Exercise description:
Can you arrange the listing lines from the one containing "Box sneaker." through the one containing "92, 227, 118, 281" as a Markdown table with the columns Row and Line, numbering each row and leaving out blank lines?

(Some records)
********
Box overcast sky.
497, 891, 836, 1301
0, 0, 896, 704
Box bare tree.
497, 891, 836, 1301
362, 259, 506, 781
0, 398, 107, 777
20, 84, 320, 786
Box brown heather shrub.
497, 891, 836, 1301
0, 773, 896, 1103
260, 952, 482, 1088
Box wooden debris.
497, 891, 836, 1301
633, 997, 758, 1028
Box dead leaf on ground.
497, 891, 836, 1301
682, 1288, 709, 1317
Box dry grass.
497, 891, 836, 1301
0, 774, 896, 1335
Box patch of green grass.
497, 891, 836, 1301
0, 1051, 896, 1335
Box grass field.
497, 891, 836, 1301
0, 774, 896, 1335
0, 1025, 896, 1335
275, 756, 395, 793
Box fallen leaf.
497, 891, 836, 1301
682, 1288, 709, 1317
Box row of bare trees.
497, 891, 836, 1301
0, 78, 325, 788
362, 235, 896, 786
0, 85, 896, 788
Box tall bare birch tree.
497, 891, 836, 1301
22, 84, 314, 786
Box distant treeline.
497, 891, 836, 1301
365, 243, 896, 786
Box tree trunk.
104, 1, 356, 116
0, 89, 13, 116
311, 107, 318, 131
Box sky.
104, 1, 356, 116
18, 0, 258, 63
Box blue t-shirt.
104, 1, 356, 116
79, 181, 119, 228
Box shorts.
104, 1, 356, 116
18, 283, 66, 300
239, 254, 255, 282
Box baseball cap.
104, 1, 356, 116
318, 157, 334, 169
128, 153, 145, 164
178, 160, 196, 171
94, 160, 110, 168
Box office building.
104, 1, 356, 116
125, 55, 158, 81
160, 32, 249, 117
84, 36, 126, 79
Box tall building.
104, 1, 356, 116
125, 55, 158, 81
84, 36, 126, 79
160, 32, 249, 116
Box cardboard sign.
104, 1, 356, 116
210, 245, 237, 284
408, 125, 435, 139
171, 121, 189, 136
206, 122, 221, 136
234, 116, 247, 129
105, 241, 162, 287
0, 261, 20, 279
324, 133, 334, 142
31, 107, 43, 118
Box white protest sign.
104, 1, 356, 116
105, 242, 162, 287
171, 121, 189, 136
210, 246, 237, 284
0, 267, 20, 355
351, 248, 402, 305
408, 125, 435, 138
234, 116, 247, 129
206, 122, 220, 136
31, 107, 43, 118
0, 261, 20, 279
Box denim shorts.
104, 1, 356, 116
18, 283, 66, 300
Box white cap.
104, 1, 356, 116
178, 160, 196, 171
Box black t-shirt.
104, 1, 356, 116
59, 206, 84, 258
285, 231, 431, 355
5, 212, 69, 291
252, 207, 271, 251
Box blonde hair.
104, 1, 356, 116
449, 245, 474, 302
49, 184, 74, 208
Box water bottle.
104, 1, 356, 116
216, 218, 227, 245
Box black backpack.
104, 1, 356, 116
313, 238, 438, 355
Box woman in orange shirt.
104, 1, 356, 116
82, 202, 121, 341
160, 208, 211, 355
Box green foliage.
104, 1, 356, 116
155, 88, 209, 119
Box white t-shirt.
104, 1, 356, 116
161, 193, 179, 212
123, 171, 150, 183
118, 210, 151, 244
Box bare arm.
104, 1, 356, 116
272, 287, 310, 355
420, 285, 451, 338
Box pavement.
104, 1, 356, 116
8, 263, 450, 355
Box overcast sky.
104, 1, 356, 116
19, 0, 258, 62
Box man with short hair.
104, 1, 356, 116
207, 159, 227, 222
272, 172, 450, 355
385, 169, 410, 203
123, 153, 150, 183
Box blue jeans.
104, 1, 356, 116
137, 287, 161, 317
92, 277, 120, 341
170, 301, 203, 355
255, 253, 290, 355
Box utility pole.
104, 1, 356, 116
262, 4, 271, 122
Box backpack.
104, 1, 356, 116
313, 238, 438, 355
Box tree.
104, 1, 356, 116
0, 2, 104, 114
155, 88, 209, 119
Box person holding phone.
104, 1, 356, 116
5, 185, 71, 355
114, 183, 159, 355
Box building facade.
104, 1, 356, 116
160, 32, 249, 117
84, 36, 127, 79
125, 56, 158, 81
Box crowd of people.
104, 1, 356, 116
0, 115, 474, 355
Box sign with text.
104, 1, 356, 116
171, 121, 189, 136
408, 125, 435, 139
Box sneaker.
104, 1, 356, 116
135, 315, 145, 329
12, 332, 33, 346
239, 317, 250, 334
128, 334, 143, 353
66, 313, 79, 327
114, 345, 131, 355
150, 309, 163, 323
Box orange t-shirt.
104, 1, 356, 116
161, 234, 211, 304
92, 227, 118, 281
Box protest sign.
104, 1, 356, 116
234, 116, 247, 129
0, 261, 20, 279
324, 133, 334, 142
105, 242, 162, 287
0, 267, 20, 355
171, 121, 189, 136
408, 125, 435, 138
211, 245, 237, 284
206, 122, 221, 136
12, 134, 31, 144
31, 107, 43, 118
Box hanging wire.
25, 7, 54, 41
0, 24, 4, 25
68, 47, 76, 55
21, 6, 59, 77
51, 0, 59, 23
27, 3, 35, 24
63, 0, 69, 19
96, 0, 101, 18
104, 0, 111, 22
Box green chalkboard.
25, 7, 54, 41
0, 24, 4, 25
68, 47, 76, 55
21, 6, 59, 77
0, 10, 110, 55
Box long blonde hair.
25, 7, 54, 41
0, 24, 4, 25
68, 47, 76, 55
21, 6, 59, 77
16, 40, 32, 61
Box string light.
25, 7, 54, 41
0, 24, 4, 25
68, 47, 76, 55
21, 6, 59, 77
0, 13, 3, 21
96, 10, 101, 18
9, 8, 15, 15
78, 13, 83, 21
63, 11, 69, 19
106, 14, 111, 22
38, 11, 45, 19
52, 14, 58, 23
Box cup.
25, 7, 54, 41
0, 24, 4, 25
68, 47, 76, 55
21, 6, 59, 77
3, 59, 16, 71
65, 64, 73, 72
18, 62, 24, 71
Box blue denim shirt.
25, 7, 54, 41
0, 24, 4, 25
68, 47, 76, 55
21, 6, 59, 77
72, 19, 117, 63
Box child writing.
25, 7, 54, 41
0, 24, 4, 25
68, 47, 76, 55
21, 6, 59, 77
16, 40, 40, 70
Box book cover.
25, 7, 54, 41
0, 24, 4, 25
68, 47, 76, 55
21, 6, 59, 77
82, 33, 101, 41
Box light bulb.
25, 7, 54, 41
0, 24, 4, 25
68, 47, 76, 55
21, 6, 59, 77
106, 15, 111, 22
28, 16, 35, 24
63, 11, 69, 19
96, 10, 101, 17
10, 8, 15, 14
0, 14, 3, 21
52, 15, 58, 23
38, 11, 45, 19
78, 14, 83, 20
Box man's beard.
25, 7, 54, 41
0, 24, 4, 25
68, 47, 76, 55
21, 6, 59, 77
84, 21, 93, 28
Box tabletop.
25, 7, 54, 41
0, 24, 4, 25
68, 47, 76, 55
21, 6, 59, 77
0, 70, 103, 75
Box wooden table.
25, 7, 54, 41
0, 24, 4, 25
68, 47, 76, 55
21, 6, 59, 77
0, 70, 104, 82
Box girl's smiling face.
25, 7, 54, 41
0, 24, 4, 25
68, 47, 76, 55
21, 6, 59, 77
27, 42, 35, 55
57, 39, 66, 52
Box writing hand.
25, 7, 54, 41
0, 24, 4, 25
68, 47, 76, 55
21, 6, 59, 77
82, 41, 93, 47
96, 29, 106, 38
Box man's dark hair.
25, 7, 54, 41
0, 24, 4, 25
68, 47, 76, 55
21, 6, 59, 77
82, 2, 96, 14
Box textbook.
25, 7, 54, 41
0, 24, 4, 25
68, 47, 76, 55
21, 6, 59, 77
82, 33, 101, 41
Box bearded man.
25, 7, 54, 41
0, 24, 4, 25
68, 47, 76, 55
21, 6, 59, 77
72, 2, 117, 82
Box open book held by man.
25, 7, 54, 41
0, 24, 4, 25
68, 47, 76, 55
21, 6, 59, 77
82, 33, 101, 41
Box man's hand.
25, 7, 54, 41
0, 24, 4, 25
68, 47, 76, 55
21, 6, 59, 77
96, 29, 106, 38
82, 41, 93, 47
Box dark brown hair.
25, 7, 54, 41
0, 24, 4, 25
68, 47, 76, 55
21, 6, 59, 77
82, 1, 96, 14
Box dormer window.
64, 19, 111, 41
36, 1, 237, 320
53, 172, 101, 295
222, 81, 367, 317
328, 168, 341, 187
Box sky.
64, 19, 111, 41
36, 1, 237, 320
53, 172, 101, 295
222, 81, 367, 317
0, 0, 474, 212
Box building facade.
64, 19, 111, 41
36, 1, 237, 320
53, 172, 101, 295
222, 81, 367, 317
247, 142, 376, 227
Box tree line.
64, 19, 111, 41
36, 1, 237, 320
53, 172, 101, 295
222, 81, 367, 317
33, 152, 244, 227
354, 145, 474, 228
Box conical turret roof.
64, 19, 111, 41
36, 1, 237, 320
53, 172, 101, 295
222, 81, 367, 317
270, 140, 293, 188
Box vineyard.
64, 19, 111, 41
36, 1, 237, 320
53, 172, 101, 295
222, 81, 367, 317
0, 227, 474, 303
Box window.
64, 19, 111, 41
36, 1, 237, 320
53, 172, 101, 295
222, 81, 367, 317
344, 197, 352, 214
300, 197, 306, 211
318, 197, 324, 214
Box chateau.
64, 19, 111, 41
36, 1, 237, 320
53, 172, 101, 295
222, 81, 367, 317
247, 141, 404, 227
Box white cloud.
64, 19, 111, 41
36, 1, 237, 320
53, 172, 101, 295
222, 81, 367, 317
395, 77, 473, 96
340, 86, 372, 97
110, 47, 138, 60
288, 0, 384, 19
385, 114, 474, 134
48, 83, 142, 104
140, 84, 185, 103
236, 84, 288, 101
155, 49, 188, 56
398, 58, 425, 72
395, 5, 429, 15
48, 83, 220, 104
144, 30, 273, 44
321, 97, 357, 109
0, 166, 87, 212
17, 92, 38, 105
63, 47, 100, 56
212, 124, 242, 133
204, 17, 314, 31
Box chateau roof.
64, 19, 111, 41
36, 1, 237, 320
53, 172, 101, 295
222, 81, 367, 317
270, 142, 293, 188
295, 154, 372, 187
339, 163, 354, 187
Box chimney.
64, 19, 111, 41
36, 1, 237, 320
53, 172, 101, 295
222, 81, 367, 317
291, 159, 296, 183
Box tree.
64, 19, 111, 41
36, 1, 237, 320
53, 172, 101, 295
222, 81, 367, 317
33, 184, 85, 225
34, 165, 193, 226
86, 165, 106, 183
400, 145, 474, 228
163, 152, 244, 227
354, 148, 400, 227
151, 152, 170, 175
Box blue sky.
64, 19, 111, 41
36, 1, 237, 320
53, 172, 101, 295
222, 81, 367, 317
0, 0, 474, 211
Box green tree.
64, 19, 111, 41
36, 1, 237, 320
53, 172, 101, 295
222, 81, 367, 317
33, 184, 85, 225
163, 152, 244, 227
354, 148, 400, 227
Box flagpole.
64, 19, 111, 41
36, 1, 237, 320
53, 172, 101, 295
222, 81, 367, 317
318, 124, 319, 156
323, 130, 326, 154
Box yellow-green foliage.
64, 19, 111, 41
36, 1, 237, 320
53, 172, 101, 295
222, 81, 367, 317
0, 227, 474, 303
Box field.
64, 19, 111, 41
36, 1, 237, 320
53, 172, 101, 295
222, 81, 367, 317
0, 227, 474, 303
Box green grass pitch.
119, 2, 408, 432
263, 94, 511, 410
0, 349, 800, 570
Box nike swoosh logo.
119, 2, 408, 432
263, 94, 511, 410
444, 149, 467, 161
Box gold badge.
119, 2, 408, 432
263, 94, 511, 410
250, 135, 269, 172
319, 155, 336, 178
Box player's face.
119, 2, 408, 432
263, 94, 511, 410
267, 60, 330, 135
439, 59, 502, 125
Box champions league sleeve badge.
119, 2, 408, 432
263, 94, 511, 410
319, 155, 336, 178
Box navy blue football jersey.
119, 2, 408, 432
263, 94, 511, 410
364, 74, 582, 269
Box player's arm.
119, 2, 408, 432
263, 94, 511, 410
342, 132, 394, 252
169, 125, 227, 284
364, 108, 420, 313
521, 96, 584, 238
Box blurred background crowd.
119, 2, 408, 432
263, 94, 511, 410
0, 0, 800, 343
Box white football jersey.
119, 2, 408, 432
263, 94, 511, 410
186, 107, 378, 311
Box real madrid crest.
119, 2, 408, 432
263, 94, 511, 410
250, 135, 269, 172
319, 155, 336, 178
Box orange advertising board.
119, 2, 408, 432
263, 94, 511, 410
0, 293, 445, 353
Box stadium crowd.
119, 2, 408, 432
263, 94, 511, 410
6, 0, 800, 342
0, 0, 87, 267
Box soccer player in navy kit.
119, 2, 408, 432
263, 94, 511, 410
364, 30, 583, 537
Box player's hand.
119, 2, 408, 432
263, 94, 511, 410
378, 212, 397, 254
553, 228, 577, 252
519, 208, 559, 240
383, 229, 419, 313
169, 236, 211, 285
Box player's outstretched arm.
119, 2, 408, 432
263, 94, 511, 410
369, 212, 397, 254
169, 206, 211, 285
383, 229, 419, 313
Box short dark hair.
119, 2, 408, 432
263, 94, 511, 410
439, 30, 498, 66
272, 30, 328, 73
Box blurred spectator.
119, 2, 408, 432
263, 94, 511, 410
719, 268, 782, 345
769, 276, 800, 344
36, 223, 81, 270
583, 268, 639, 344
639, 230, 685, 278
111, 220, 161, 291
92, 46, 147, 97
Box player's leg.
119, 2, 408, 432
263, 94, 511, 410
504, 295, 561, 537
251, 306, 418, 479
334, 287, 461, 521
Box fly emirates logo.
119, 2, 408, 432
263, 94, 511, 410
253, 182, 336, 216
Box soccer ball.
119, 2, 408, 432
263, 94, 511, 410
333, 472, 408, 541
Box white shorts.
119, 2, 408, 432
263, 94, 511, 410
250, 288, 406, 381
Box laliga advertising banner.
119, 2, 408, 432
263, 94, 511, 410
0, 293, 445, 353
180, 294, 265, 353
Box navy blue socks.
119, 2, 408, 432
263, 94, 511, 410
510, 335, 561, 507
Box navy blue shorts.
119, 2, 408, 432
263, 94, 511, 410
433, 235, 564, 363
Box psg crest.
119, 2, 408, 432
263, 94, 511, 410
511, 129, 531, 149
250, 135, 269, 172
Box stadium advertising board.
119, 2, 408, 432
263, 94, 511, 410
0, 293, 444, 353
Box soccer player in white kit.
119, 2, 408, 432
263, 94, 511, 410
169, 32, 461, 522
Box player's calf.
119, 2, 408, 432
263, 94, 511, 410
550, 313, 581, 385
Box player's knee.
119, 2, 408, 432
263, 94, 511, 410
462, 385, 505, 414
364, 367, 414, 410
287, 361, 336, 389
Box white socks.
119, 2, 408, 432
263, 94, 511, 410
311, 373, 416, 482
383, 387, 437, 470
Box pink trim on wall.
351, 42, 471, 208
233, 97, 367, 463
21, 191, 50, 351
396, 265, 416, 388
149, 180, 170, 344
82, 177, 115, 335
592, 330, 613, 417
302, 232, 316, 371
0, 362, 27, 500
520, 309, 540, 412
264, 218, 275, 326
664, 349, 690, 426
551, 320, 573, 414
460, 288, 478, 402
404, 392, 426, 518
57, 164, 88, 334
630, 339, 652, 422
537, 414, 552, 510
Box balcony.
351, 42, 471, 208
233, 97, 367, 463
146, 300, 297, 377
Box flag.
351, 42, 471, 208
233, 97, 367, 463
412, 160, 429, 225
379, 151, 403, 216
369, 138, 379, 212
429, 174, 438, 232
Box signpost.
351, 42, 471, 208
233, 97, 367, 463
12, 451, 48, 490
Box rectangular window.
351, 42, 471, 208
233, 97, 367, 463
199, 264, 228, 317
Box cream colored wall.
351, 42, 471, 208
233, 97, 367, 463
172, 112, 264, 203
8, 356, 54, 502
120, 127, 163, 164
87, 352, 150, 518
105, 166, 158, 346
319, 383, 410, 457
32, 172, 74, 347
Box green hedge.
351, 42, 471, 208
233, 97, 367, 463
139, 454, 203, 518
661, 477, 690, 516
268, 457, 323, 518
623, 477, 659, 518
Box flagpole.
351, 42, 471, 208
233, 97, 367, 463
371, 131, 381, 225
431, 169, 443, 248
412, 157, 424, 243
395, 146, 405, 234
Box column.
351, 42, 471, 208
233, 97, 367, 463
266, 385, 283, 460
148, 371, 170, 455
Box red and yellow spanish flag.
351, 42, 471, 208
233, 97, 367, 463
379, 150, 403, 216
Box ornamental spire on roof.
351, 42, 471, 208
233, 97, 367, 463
********
Response to the exercise:
| Row | Line |
|---|---|
| 1 | Box sneaker. |
| 2 | 104, 1, 356, 116 |
| 3 | 135, 315, 145, 329 |
| 4 | 12, 332, 33, 346 |
| 5 | 239, 317, 250, 334 |
| 6 | 128, 334, 143, 353 |
| 7 | 66, 313, 79, 327 |
| 8 | 114, 345, 131, 355 |
| 9 | 150, 309, 163, 323 |
| 10 | Box orange t-shirt. |
| 11 | 104, 1, 356, 116 |
| 12 | 161, 234, 211, 304 |
| 13 | 92, 227, 118, 281 |